● **Instruction**: Please write out the items below word for word, from their start through the line containing "POLYGON ((441 285, 443".
--*--
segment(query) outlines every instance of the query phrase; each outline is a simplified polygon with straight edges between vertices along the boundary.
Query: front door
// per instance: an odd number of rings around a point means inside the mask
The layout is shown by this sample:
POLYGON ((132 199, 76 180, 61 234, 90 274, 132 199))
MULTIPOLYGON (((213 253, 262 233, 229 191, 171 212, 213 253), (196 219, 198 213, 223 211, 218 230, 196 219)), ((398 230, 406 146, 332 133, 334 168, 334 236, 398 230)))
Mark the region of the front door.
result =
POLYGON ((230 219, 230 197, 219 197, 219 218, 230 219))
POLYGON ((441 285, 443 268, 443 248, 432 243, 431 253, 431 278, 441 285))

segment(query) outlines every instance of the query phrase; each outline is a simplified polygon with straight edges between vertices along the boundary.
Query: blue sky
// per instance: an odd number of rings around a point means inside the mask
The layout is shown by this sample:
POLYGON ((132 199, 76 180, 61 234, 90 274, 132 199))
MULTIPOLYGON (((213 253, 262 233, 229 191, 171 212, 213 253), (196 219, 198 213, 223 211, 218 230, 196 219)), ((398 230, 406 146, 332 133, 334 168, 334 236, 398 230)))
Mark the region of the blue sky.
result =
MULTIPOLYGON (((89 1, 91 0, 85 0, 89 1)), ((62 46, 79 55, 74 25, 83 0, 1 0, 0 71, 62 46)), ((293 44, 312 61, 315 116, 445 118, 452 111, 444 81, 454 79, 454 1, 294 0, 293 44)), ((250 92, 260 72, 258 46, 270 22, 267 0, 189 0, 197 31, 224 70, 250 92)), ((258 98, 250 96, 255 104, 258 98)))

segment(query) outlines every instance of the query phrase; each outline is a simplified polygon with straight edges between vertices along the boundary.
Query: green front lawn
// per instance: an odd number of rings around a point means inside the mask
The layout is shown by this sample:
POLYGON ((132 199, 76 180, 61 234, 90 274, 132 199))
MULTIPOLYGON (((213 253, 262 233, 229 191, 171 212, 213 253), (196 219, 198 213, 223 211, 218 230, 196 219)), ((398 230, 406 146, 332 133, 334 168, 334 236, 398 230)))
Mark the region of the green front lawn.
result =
--*--
● **Exercise answer**:
segment(query) outlines every instance of the query phrase; each outline is a simplified polygon with straight edges between vertices along the boundary.
Query: front door
// per instance: an odd number of rings around a point means inside the mask
The layout is shown by this sample:
POLYGON ((132 199, 76 180, 61 234, 90 274, 132 199))
MULTIPOLYGON (((213 253, 262 233, 229 191, 171 212, 213 253), (196 219, 198 213, 223 211, 218 230, 196 219)), ((398 230, 406 146, 332 133, 334 168, 334 236, 398 230)))
Mark the region of the front door.
result =
POLYGON ((230 219, 230 197, 219 197, 219 218, 230 219))
POLYGON ((441 285, 443 268, 443 248, 432 243, 431 253, 431 278, 441 285))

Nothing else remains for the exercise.